### Work item
All lines of the data shown below should be output exactly as they stand.

### Dataset entries
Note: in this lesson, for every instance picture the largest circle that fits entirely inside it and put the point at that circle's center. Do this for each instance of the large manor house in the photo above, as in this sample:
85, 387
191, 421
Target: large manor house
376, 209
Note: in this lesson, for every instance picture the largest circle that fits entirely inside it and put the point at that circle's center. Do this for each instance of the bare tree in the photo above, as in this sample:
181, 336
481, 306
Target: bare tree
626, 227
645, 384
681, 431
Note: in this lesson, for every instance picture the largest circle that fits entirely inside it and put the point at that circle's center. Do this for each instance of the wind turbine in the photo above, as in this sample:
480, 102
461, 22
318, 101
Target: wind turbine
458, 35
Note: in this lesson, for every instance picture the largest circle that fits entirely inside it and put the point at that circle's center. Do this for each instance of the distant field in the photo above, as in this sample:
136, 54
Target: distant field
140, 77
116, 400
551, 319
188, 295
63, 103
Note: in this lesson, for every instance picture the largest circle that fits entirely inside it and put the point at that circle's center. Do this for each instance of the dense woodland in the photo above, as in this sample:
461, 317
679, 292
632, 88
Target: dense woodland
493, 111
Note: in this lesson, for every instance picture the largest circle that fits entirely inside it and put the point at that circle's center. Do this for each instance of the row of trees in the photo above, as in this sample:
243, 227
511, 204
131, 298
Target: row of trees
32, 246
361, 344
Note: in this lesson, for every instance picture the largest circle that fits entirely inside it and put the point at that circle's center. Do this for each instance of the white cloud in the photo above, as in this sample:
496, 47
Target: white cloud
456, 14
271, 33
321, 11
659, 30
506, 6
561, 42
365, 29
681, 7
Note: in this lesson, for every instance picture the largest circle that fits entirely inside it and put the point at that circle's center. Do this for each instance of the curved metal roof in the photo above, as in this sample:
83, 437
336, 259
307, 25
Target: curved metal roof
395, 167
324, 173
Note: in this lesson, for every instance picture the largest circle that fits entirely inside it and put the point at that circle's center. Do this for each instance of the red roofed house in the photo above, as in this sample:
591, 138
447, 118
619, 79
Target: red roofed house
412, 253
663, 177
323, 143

### Result of the exercise
Note: in this lesson, for every instance picture the largest circle that fits entirely inside it and put the point at that circle's center. Do this for each instance of the large manor house in the photo above, as in this sample:
85, 387
191, 421
Target: large manor house
376, 209
Note: in this lesson, for every instance picture the largest circle that fits entirely inside it and put the point at that circle's center. Do this for each instance of the bare tree in the photo above, as in this sample:
181, 336
481, 306
Target: bare tree
626, 227
645, 384
681, 431
Note: in this lesson, for every instance picture the largest circle that fits entirely inside it and put the point at that circle's center. Do this for each instance of the wind turbine in the photo above, as in this sample:
480, 102
461, 22
318, 101
Target: wind turbine
458, 35
Note: in this lesson, for every instance picture the largest circle that fits entirely inside it and put the point at that circle's center. Do this for each instance of the distant field in the photo above, as in this sample:
136, 54
Target: distant field
140, 77
116, 400
551, 319
188, 295
63, 103
Note: in this lesson, for every instance picture the largest circle that fits entirely inside it and put the point at that circle's center. Do this for each instance of the dense woodland in the photo above, as in this sample:
461, 317
679, 292
632, 88
Target: dense woodland
493, 111
Note: in this lesson, for every instance picture the largest circle that fits entirely inside it and put the point at that circle's center. Do this for each instance of the row of trees in the photo above, as in this sample:
243, 227
511, 204
131, 298
Target: row of trees
32, 246
361, 344
Note: in this lesson, for every instance picture the largest circle that fits entirely inside it and put the point at that circle's center. Do this for each instance of the white cloud in the photo above, as in this sample:
496, 47
Target: white cloud
456, 14
271, 33
321, 11
659, 30
506, 6
561, 42
365, 29
681, 7
Note: in this lesson, for every instance picture the largest circle that fits entirely inside it and put the point at that circle's center. Do this for each instance of the curved metal roof in the photo above, as in this sample:
83, 437
336, 259
307, 25
Target: curved metal roof
395, 167
324, 173
Note: in this lesson, for every instance picture the largest circle that fits entirely inside it and put the point at that circle's center. Do this for each instance of the red roofed house in the photo above, as in this sample:
591, 138
447, 118
619, 79
Target: red roofed house
412, 253
663, 177
323, 143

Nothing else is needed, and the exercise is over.